__To do__. Images aside, the whole listing should be written out word for word.

__Exercise data__.
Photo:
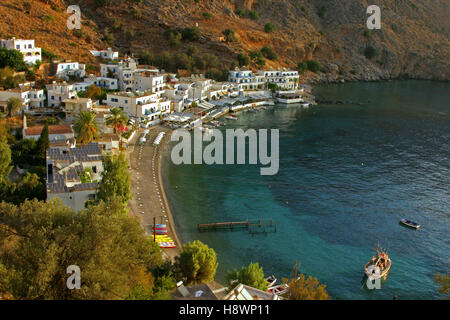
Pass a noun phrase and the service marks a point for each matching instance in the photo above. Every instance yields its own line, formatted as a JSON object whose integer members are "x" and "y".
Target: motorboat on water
{"x": 379, "y": 265}
{"x": 410, "y": 223}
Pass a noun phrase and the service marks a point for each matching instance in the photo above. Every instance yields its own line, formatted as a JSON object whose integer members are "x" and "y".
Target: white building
{"x": 66, "y": 69}
{"x": 106, "y": 54}
{"x": 73, "y": 174}
{"x": 30, "y": 96}
{"x": 141, "y": 106}
{"x": 284, "y": 79}
{"x": 149, "y": 81}
{"x": 107, "y": 83}
{"x": 58, "y": 92}
{"x": 31, "y": 54}
{"x": 73, "y": 106}
{"x": 246, "y": 80}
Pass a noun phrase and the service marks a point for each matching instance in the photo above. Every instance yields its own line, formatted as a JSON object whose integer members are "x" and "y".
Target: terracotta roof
{"x": 55, "y": 129}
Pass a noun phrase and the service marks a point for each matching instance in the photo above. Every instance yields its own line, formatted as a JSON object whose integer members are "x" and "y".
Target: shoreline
{"x": 154, "y": 204}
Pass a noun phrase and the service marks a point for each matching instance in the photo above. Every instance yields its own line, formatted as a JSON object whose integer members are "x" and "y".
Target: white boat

__Reply__.
Photo:
Pass a noun phrase and the service marks a point for each matching instance in the photo above. Every instance yields its own line, formatted as a JSON object whose integer members are "x" and "y".
Target: motorboat on water
{"x": 379, "y": 265}
{"x": 410, "y": 223}
Pass a noun phrase and the service marks a point for each matching instance in the photo above. Every instance yields its own line, formatted as a JSON object whose integer members are "x" and "y".
Target: white building
{"x": 66, "y": 69}
{"x": 106, "y": 54}
{"x": 73, "y": 174}
{"x": 30, "y": 96}
{"x": 141, "y": 106}
{"x": 284, "y": 79}
{"x": 149, "y": 81}
{"x": 107, "y": 83}
{"x": 58, "y": 92}
{"x": 31, "y": 54}
{"x": 73, "y": 106}
{"x": 246, "y": 80}
Pass a noun phrase and the service marks a point for each matching instance in the photo above. Every instance yields its own line, formatted as a JSON object whose integer members are "x" and "y".
Target: terracotta roof
{"x": 55, "y": 129}
Pass a noun phrase and the service marks a point for each matching instance in the photo above. Every instance yields its own line, formatted as a JSON object whose integer members are "x" and "y".
Target: shoreline
{"x": 154, "y": 204}
Pass a noun phrase and the service marks a point for each matching instance in the photo above. Every instance yields its own line, formatted as a JSON object whose integer members are "x" and "y".
Target: white boat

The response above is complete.